- Short exercise
Pull out every line of the rows below that contains the word "water", treating uppercase and lowercase as different.

- Records for processing
◆ ◆ ◆ ◆ ◆
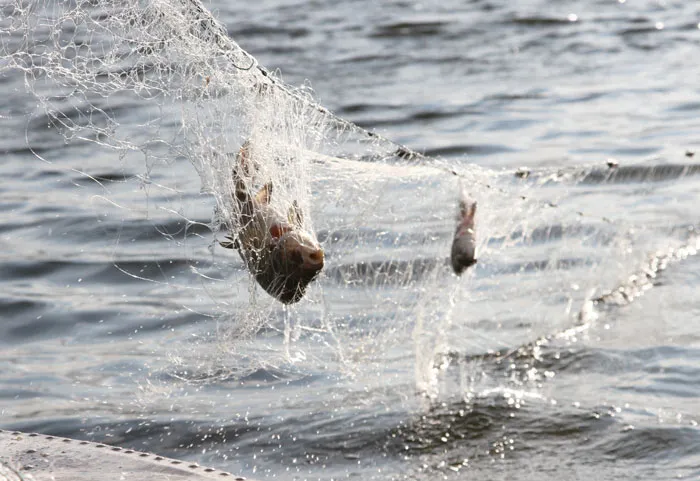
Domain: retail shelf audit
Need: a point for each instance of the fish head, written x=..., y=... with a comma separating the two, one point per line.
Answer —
◆ ◆ ◆ ◆ ◆
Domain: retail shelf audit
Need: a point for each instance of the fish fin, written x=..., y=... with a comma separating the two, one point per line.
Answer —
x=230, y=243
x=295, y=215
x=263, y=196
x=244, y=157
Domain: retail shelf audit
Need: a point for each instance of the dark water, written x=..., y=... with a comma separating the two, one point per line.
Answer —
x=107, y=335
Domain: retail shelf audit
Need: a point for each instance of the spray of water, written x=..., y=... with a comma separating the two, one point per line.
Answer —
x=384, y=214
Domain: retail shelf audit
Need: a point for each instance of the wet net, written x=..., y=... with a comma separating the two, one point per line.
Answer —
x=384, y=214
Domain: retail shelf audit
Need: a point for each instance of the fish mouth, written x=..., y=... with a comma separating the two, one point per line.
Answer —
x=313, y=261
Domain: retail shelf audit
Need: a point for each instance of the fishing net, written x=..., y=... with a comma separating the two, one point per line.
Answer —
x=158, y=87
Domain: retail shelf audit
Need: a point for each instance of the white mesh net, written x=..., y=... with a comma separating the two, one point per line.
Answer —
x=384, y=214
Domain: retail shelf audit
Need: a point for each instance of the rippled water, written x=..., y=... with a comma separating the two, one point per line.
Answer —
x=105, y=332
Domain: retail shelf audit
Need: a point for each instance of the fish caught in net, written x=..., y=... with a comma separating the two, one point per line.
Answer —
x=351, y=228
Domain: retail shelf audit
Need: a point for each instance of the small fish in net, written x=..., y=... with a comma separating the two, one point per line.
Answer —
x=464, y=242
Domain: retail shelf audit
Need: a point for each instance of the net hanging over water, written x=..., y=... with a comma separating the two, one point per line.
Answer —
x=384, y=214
◆ ◆ ◆ ◆ ◆
- Worked answer
Need: a point for each instance of the dark water, written x=..., y=... with a comma separating the two, one point per line.
Need: a point for each instance of the spray of water, written x=..., y=... with a comma separating the two, one point per line.
Need: a point for each instance of the rippled water, written x=..., y=... with a comma separating the two, one point per line.
Need: a point for each instance of the net hanging over water, written x=..., y=... with a comma separating the two, one point per line.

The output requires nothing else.